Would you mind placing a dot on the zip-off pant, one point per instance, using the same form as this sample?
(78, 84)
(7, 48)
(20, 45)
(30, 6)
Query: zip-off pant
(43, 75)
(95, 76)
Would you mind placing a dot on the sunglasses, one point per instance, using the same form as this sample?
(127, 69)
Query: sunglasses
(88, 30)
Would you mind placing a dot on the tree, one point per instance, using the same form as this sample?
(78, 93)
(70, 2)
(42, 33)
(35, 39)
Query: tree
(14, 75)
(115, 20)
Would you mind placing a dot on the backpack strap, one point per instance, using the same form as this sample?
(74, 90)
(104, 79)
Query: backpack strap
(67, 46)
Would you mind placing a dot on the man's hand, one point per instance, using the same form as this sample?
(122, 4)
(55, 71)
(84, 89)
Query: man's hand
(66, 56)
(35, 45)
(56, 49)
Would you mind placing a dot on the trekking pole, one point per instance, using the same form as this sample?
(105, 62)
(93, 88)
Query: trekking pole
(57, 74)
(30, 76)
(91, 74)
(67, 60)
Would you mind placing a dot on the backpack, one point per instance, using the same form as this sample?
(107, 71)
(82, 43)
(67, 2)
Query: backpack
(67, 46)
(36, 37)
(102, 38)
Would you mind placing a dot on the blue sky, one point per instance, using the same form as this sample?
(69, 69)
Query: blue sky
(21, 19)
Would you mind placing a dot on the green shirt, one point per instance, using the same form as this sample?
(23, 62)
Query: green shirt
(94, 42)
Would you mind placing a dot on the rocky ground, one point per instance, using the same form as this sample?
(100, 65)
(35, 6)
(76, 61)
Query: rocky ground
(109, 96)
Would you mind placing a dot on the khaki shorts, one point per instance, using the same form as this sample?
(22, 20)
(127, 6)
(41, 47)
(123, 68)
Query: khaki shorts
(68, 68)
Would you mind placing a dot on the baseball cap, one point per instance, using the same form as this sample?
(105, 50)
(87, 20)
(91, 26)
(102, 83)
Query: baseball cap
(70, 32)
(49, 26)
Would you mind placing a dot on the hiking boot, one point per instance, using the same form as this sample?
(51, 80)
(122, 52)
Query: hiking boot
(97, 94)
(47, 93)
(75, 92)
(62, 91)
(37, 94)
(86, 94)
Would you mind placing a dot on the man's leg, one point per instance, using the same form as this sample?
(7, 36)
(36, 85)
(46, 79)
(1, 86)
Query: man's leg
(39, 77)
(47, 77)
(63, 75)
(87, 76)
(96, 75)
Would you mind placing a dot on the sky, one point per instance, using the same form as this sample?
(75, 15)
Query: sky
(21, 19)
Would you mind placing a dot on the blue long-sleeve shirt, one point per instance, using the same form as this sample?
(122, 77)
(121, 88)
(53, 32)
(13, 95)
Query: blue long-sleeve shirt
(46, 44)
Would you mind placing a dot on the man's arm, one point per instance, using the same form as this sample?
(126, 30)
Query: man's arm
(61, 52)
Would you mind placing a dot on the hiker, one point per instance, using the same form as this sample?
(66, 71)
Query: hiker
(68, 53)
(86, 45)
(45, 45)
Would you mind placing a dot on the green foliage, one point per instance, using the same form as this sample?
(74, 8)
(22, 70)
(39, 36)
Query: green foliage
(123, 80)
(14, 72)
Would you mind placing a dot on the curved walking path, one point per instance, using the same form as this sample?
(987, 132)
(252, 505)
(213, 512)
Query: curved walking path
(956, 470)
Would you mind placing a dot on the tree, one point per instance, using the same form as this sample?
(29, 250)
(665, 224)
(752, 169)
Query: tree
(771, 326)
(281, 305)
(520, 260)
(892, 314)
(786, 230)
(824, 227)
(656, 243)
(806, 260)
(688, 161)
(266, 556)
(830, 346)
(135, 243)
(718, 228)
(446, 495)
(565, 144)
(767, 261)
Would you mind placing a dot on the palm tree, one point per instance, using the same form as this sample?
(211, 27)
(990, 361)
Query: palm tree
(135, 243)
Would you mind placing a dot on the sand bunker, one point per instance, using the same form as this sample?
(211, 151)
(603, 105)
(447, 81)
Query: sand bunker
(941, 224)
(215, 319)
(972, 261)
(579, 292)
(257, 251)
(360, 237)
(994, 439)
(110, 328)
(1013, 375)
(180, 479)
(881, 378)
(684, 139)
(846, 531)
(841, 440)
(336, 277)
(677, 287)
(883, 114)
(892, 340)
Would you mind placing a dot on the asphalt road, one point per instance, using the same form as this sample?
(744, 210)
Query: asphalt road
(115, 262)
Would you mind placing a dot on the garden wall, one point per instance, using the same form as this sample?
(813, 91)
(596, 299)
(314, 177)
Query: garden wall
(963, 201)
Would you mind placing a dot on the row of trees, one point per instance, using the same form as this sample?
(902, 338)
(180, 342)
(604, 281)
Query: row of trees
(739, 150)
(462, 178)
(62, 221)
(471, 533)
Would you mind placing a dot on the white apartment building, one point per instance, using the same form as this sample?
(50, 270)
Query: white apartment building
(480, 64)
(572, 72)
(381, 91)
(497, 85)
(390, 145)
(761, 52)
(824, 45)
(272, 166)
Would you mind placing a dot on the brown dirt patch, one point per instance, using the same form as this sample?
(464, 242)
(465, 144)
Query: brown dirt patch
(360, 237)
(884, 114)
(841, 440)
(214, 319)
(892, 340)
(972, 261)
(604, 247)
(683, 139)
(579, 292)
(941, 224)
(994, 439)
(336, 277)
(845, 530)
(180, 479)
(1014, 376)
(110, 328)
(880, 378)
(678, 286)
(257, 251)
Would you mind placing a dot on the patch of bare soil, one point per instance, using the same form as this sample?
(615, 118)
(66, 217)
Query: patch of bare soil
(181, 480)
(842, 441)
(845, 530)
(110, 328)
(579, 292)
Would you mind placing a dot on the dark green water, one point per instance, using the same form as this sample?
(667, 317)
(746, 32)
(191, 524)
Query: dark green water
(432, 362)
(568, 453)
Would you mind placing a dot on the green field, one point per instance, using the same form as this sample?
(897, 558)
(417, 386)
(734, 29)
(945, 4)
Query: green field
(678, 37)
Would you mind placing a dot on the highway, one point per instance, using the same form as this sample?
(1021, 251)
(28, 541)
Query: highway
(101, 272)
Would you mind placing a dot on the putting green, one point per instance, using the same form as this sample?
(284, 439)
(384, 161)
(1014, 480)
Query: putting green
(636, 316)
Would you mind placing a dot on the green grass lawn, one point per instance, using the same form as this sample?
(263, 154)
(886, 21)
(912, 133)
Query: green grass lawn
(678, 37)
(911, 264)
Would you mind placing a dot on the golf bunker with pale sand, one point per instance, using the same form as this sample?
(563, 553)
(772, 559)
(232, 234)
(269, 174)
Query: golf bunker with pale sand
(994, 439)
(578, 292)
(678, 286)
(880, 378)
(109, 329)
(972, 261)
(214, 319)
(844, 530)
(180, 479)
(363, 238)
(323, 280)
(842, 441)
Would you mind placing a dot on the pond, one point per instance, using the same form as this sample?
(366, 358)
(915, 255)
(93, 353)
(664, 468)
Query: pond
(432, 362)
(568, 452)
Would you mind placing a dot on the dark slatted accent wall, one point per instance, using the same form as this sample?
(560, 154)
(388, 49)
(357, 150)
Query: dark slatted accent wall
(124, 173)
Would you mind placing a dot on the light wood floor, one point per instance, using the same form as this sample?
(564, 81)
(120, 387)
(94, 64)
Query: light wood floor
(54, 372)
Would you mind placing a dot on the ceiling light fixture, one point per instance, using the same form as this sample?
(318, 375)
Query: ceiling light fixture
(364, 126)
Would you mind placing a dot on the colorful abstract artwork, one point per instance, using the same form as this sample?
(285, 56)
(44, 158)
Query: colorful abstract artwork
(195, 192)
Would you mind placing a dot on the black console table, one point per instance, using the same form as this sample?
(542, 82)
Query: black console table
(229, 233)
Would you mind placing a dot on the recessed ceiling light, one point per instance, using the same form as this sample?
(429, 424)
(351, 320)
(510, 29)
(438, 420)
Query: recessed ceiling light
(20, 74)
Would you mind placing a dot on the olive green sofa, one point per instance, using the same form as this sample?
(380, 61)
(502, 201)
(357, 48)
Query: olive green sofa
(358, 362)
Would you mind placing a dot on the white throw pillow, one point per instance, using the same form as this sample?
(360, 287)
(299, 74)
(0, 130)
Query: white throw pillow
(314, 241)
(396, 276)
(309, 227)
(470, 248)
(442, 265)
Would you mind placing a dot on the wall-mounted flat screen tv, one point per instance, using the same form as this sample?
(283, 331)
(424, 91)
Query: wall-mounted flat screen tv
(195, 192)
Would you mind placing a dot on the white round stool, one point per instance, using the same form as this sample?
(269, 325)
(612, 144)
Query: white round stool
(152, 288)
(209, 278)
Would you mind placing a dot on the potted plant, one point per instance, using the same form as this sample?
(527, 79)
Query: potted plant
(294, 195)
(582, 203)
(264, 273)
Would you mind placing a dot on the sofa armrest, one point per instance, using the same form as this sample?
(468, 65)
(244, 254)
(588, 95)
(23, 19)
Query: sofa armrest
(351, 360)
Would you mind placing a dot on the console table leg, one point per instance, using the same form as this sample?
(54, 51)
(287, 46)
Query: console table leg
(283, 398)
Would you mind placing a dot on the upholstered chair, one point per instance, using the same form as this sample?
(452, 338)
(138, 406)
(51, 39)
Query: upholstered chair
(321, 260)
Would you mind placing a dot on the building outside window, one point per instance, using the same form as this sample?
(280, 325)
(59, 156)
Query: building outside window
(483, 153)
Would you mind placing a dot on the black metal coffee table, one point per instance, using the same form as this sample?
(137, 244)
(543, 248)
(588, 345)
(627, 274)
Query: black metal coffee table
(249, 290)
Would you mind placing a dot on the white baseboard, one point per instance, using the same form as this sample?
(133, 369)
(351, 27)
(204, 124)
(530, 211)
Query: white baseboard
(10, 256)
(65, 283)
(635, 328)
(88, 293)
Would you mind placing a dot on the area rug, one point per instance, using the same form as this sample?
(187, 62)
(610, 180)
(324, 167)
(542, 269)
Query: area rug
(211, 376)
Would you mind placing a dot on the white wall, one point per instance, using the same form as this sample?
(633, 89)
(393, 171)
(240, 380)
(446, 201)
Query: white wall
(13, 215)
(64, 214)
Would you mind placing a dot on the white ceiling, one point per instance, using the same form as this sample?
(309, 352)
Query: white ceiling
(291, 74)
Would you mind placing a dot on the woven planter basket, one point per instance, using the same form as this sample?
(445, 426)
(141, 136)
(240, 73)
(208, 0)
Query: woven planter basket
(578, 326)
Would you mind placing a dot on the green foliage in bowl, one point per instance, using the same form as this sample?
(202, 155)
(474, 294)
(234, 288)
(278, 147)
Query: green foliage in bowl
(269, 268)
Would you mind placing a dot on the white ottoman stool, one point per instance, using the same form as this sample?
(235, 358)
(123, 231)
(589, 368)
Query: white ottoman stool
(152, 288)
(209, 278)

++++

**Goal of the exercise**
Copy the data word for word, starting at the line that contains "Would you mind placing a dot on the green foliage in" and continuing through the final line of the data.

**Solution to this exercise**
Would you mind placing a dot on the green foliage in bowl, one point per instance, using the same form as this sample?
(202, 155)
(474, 294)
(234, 288)
(278, 147)
Query: green foliage in bowl
(269, 268)
Would you mind placing a dot on the white ottoman stool, one point per instance, using the same form as this sample?
(235, 358)
(123, 231)
(589, 368)
Query: white ottoman stool
(152, 288)
(209, 278)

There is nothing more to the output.